- [Excerpt provided]
╔══

Web lists-archives.com

Re: [PATCH v5 3/5] fast-export: avoid stripping encoding header if we cannot reencode




On Mon, May 13, 2019 at 04:17:24PM -0700, Elijah Newren wrote:
> When fast-export encounters a commit with an 'encoding' header, it tries
> to reencode in utf-8 and then drops the encoding header.  However, if it
> fails to reencode in utf-8 because e.g. one of the characters in the
> commit message was invalid in the old encoding, then we need to retain
> the original encoding or otherwise we lose information needed to
> understand all the other (valid) characters in the original commit
> message.

Minor question: "utf-8" or "UTF-8" ?
Mostly we use UTF-8 in Git.

>
> Signed-off-by: Elijah Newren <newren@xxxxxxxxx>
> ---
>  builtin/fast-export.c                        |  7 +++++--
>  t/t9350-fast-export.sh                       | 21 ++++++++++++++++++++
>  t/t9350/broken-iso-8859-7-commit-message.txt |  1 +
>  3 files changed, 27 insertions(+), 2 deletions(-)
>  create mode 100644 t/t9350/broken-iso-8859-7-commit-message.txt
>
> diff --git a/builtin/fast-export.c b/builtin/fast-export.c
> index 9e283482ef..7734a9f5a5 100644
> --- a/builtin/fast-export.c
> +++ b/builtin/fast-export.c
> @@ -642,9 +642,12 @@ static void handle_commit(struct commit *commit, struct rev_info *rev,
>  	printf("commit %s\nmark :%"PRIu32"\n", refname, last_idnum);
>  	if (show_original_ids)
>  		printf("original-oid %s\n", oid_to_hex(&commit->object.oid));
> -	printf("%.*s\n%.*s\ndata %u\n%s",
> +	printf("%.*s\n%.*s\n",
>  	       (int)(author_end - author), author,
> -	       (int)(committer_end - committer), committer,
> +	       (int)(committer_end - committer), committer);
> +	if (!reencoded && encoding)
> +		printf("encoding %s\n", encoding);
> +	printf("data %u\n%s",
>  	       (unsigned)(reencoded
>  			  ? strlen(reencoded) : message
>  			  ? strlen(message) : 0),
> diff --git a/t/t9350-fast-export.sh b/t/t9350-fast-export.sh
> index c721026260..4fd637312a 100755
> --- a/t/t9350-fast-export.sh
> +++ b/t/t9350-fast-export.sh
> @@ -118,6 +118,27 @@ test_expect_success 'iso-8859-7' '
>  		 ! grep ^encoding actual)

╚══

- [To-do list]
(a) List every file path named in the diffstat of the mailing list reply above.
(b) Reproduce the passage of the mailing list reply between "Mostly we use" and "insertions(+), 2 deletions(-)", inclusive.

[Stored items]
╔══

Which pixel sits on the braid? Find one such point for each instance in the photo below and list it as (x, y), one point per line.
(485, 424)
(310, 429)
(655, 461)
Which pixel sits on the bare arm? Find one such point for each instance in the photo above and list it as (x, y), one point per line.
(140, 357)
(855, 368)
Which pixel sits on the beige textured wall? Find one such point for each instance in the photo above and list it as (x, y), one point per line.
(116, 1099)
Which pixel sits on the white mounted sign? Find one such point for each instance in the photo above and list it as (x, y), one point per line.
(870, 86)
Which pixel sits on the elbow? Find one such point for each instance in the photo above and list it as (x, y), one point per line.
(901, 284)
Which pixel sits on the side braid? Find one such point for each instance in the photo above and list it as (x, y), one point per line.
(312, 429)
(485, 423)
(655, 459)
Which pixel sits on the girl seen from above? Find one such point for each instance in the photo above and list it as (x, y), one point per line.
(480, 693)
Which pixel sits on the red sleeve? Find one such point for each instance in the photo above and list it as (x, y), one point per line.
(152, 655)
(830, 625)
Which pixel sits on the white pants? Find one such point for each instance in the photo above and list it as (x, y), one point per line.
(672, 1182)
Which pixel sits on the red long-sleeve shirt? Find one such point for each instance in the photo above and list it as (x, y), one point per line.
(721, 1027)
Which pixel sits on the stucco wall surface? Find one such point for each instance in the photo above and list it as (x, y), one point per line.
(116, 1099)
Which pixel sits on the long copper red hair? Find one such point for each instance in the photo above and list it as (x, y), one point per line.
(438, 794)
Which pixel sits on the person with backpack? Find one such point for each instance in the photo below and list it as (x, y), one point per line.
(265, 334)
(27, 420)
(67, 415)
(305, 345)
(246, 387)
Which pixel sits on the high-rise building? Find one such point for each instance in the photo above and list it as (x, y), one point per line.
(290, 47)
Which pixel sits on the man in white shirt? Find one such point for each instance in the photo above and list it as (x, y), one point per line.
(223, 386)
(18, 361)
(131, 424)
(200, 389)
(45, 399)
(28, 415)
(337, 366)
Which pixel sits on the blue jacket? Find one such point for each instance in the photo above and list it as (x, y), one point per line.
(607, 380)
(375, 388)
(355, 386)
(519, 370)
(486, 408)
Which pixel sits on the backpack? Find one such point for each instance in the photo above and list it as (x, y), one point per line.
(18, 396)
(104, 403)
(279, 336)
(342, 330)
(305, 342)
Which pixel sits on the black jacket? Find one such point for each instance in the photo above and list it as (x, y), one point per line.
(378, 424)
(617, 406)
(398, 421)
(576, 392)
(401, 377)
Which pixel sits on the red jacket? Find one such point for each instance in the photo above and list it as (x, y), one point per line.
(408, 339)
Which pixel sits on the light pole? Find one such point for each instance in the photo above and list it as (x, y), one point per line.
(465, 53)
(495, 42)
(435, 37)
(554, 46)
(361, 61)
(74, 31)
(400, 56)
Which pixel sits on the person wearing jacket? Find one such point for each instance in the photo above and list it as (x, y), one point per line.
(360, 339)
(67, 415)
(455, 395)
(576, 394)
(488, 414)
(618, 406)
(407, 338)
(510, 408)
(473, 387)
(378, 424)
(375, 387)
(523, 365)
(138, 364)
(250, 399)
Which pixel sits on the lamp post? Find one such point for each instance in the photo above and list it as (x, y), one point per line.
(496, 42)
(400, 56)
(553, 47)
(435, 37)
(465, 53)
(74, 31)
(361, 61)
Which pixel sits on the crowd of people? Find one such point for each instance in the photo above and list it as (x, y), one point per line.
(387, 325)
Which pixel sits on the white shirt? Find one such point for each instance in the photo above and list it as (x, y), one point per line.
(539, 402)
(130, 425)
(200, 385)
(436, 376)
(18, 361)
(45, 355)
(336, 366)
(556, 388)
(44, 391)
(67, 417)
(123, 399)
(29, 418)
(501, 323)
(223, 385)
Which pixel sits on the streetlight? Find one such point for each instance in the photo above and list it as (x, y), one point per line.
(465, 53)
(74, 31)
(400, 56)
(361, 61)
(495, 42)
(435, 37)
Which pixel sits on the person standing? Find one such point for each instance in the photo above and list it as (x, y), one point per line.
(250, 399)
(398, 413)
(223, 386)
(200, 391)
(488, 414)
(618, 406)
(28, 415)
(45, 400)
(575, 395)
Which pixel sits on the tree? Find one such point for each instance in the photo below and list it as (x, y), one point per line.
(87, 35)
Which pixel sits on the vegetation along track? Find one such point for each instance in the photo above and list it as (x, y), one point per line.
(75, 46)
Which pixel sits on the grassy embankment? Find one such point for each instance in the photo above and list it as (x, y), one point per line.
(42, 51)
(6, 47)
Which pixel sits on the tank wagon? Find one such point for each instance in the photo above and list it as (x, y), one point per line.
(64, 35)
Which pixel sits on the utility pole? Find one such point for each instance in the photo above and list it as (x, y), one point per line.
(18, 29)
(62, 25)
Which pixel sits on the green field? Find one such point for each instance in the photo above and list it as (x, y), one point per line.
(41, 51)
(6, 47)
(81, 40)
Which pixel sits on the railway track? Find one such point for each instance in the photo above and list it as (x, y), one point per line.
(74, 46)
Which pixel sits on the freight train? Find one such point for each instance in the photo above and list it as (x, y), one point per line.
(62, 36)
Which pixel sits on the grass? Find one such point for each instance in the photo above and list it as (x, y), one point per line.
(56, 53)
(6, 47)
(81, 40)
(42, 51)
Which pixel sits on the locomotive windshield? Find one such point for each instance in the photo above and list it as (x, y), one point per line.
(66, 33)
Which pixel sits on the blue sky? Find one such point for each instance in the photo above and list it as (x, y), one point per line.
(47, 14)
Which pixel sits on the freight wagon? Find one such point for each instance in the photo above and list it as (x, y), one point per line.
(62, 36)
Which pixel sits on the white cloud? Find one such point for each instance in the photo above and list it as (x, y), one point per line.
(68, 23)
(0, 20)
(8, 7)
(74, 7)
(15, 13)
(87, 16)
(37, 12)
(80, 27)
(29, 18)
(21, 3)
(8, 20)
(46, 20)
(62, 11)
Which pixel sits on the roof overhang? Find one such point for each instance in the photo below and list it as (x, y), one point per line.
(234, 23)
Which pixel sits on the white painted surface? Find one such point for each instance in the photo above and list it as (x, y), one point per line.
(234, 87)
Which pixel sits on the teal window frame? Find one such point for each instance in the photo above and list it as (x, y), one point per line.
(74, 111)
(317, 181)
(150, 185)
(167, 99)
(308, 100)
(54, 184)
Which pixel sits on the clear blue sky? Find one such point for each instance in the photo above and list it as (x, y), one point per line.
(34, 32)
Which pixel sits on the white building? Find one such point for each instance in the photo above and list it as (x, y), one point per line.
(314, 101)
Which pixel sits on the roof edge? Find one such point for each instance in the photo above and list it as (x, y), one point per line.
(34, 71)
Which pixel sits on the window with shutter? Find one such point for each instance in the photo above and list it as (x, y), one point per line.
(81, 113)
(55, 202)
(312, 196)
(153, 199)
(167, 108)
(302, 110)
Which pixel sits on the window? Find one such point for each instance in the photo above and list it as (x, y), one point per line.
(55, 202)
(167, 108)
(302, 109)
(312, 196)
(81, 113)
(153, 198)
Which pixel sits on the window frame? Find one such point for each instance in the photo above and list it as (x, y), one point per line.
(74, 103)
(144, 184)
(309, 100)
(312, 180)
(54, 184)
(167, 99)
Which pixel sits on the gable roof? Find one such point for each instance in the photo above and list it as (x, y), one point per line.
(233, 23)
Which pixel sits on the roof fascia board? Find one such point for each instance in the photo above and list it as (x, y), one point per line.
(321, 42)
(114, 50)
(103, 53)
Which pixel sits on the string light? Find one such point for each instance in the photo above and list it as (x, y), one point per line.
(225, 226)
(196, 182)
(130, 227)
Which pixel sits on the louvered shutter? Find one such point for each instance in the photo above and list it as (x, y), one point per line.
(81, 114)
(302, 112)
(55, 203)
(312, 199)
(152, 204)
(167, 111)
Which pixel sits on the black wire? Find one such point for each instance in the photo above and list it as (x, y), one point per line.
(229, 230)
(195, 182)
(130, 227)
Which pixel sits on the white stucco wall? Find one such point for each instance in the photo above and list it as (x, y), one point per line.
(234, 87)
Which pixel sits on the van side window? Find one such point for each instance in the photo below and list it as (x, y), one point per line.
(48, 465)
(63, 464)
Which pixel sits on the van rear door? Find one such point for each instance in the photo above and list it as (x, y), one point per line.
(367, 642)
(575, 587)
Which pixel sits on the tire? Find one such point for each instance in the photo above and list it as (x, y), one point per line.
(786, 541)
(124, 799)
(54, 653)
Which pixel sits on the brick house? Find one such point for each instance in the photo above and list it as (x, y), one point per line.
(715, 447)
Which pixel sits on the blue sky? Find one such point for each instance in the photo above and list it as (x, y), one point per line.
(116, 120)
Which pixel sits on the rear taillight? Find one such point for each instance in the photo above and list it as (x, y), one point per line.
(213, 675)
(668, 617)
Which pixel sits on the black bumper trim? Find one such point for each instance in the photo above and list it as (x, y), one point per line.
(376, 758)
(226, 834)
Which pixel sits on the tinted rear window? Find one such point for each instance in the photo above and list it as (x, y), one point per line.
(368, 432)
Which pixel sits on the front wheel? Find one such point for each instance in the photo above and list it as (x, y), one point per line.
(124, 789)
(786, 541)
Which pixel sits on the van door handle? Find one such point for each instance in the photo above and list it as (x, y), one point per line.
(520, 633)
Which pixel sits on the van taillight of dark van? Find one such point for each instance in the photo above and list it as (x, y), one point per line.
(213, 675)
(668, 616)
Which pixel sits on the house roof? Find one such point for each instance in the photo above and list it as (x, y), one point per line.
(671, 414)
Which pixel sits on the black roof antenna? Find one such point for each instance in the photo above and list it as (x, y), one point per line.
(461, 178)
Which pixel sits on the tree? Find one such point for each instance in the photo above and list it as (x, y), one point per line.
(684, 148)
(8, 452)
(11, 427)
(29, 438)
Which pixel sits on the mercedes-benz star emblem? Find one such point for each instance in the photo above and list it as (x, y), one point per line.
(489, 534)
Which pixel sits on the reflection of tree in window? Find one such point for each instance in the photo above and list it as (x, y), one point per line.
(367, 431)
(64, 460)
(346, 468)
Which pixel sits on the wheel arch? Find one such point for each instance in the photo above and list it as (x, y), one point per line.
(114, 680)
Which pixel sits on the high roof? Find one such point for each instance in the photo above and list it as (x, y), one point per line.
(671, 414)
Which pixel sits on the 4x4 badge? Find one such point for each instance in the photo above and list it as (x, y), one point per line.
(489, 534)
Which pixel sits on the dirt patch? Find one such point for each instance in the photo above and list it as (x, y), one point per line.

╚══

- [In response]
(a)
builtin/fast-export.c
t/t9350-fast-export.sh
t/t9350/broken-iso-8859-7-commit-message.txt

(b)
Mostly we use UTF-8 in Git.

>
> Signed-off-by: Elijah Newren <newren@xxxxxxxxx>
> ---
>  builtin/fast-export.c                        |  7 +++++--
>  t/t9350-fast-export.sh                       | 21 ++++++++++++++++++++
>  t/t9350/broken-iso-8859-7-commit-message.txt |  1 +
>  3 files changed, 27 insertions(+), 2 deletions(-)